Stored items
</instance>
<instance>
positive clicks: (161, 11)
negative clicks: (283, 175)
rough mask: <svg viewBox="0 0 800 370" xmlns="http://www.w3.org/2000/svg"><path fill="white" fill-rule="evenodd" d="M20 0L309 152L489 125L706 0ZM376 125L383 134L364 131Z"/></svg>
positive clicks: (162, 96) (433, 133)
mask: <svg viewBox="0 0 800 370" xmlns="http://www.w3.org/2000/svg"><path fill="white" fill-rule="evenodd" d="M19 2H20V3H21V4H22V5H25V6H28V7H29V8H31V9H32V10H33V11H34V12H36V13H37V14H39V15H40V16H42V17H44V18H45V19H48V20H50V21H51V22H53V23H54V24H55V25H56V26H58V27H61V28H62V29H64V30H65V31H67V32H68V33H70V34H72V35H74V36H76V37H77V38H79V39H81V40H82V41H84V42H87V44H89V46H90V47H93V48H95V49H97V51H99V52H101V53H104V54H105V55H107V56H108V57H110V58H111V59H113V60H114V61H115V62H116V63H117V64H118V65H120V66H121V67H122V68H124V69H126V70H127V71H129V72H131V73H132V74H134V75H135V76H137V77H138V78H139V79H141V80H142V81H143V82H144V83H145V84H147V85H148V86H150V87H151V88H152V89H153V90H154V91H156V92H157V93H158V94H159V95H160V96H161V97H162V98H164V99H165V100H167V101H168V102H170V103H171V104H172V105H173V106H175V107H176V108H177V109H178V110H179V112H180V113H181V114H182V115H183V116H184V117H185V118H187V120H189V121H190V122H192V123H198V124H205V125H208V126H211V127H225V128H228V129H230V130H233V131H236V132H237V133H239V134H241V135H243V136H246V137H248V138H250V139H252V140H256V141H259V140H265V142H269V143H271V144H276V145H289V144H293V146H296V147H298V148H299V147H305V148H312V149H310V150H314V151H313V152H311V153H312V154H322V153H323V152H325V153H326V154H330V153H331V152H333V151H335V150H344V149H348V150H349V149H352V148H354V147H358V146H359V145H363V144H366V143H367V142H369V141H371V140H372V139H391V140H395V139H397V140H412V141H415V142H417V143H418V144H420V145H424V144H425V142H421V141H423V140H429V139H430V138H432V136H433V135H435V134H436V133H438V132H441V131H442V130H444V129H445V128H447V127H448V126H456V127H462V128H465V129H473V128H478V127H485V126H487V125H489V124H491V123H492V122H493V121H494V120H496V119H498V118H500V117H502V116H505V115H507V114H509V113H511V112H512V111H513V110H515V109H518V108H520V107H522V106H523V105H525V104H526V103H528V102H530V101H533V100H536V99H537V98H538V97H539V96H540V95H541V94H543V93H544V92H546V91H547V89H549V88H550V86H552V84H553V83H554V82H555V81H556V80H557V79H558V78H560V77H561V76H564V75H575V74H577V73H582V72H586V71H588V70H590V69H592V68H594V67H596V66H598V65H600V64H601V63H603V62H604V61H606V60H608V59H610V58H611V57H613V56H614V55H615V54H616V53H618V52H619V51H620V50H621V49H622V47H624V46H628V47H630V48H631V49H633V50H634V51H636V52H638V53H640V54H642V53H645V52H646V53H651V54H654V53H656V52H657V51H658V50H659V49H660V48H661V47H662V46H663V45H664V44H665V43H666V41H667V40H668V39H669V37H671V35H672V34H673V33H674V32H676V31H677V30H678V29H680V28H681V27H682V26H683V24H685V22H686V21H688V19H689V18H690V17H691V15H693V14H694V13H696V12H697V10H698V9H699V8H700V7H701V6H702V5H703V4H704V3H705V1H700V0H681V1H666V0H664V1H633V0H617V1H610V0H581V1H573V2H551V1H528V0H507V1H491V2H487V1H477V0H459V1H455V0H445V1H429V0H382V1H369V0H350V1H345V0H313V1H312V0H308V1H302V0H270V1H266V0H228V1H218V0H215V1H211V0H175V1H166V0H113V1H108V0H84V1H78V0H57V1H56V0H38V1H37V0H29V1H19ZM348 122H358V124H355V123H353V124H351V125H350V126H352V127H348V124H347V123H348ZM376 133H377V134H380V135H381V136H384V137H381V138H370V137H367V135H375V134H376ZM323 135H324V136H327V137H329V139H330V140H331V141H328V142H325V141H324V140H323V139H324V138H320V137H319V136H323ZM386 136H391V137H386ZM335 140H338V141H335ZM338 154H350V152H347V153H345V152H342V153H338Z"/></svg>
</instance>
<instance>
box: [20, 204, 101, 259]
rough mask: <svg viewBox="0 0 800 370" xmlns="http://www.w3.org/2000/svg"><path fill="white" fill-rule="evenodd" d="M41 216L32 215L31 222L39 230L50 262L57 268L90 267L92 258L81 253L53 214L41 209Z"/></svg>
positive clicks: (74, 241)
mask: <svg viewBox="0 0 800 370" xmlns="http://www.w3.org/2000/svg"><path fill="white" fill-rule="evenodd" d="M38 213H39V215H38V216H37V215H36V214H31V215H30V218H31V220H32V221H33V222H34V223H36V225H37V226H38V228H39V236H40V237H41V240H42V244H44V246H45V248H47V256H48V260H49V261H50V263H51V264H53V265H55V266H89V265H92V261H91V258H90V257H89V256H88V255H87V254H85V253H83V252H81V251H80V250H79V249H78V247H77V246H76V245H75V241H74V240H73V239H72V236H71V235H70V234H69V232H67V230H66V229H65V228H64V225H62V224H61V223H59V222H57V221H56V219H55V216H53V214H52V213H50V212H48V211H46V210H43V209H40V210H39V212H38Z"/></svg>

--

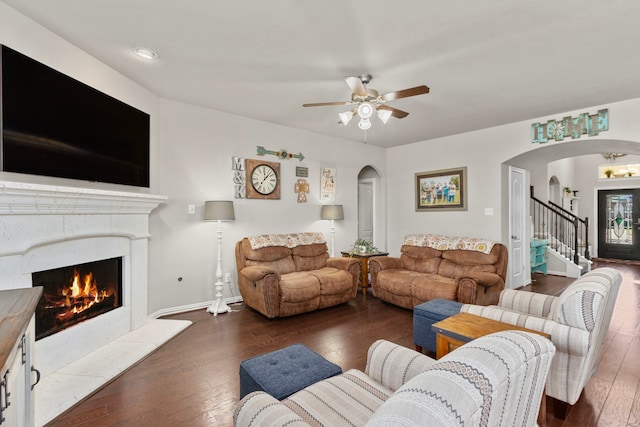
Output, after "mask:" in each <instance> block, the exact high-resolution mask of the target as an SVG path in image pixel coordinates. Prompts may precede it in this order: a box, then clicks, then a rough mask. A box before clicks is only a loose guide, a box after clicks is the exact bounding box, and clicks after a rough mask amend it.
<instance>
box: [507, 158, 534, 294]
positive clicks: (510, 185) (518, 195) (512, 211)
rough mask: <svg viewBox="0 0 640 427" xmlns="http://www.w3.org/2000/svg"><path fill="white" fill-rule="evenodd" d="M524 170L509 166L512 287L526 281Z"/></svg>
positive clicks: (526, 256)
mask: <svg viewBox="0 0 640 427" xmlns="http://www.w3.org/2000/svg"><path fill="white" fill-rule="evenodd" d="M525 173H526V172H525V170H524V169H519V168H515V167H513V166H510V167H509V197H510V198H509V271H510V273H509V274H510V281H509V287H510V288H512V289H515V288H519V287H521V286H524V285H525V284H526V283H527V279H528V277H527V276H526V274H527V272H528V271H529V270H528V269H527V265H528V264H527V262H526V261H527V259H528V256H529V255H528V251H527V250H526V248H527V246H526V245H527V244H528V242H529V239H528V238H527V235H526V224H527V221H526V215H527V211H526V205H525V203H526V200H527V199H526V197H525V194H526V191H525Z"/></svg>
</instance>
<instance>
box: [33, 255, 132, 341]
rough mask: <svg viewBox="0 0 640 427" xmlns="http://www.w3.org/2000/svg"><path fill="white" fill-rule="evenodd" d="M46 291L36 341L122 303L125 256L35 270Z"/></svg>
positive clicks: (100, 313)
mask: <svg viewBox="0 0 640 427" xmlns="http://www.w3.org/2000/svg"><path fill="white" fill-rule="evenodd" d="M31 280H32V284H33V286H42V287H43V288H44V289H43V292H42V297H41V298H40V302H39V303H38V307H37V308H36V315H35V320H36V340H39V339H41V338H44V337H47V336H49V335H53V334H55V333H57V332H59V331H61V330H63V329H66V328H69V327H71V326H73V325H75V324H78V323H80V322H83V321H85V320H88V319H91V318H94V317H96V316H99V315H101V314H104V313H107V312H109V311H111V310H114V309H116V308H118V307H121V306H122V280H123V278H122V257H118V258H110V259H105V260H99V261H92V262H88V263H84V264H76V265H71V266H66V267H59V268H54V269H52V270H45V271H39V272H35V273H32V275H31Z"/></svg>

* * *

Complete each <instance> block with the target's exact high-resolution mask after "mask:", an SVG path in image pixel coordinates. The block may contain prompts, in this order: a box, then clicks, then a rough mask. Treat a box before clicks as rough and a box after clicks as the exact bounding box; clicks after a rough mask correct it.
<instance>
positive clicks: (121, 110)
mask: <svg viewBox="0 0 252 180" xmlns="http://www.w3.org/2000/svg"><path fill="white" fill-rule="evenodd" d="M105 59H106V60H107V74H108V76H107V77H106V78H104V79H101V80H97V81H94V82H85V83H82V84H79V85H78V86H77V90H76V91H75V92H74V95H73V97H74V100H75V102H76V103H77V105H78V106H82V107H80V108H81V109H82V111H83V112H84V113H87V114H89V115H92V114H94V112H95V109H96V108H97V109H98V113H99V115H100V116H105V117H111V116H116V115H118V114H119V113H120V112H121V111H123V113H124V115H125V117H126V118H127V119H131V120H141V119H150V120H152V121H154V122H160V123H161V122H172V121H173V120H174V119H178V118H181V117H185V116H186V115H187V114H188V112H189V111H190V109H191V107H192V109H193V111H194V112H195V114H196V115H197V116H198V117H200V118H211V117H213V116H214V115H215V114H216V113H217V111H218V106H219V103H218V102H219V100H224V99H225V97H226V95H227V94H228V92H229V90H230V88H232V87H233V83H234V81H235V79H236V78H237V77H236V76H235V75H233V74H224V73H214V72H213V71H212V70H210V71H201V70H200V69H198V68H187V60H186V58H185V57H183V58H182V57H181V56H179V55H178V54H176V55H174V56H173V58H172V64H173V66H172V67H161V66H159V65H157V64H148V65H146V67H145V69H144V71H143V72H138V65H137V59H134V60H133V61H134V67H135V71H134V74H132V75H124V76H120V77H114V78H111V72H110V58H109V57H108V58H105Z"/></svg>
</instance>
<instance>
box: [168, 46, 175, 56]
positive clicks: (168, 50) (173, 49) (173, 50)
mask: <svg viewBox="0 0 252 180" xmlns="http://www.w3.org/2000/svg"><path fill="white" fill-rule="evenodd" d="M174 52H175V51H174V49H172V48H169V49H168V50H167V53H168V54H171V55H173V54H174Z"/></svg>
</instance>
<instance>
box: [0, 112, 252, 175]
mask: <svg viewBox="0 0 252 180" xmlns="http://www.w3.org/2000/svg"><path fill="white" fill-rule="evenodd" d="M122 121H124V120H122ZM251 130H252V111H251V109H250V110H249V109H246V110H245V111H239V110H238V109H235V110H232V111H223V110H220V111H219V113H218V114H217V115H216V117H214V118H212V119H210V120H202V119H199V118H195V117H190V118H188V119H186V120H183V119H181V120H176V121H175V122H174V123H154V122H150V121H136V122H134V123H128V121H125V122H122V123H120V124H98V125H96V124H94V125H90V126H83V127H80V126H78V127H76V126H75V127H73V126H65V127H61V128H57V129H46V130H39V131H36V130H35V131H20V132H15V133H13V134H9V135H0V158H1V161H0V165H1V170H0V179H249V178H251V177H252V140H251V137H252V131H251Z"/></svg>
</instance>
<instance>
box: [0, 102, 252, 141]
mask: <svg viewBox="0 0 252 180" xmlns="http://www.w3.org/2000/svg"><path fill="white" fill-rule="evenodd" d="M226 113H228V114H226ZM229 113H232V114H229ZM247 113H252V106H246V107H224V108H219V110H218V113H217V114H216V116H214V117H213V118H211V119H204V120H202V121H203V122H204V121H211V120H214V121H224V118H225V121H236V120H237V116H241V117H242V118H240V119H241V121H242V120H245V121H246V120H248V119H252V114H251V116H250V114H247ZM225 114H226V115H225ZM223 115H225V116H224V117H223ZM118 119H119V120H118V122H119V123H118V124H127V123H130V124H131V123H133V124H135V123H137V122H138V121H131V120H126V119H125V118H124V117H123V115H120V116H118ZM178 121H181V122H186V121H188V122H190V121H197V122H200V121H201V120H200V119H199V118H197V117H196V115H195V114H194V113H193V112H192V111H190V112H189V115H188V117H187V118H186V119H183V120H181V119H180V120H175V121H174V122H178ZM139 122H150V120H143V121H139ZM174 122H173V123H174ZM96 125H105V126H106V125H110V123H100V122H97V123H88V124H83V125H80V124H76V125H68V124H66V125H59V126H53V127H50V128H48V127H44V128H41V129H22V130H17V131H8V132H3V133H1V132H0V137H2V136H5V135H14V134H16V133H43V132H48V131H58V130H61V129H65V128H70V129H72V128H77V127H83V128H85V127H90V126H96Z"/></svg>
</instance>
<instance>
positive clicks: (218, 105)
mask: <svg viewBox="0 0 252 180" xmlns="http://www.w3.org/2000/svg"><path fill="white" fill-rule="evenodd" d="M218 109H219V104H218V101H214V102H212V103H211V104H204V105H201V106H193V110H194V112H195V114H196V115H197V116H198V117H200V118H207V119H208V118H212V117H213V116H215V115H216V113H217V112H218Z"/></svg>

## Directions
What lines in the data above carry "resolution"? Return them all.

## Answer to this task
Output, after "mask:" in each <instance> block, the exact high-resolution mask of the target as an SVG path in image pixel coordinates. Prompts may precede it in this order: a box, then clicks, then a rough mask. A box before clicks is only a loose guide, a box after clicks is the exact bounding box, and clicks after a rough mask amend it.
Complete each <instance> block with the target's exact high-resolution mask after "mask:", an SVG path in image pixel coordinates. The block may contain prompts, in this order: a box, then clicks, then a rough mask. Treat a box before clicks as rough and a box after clicks as the exact bounding box; clicks after a rough mask correct it.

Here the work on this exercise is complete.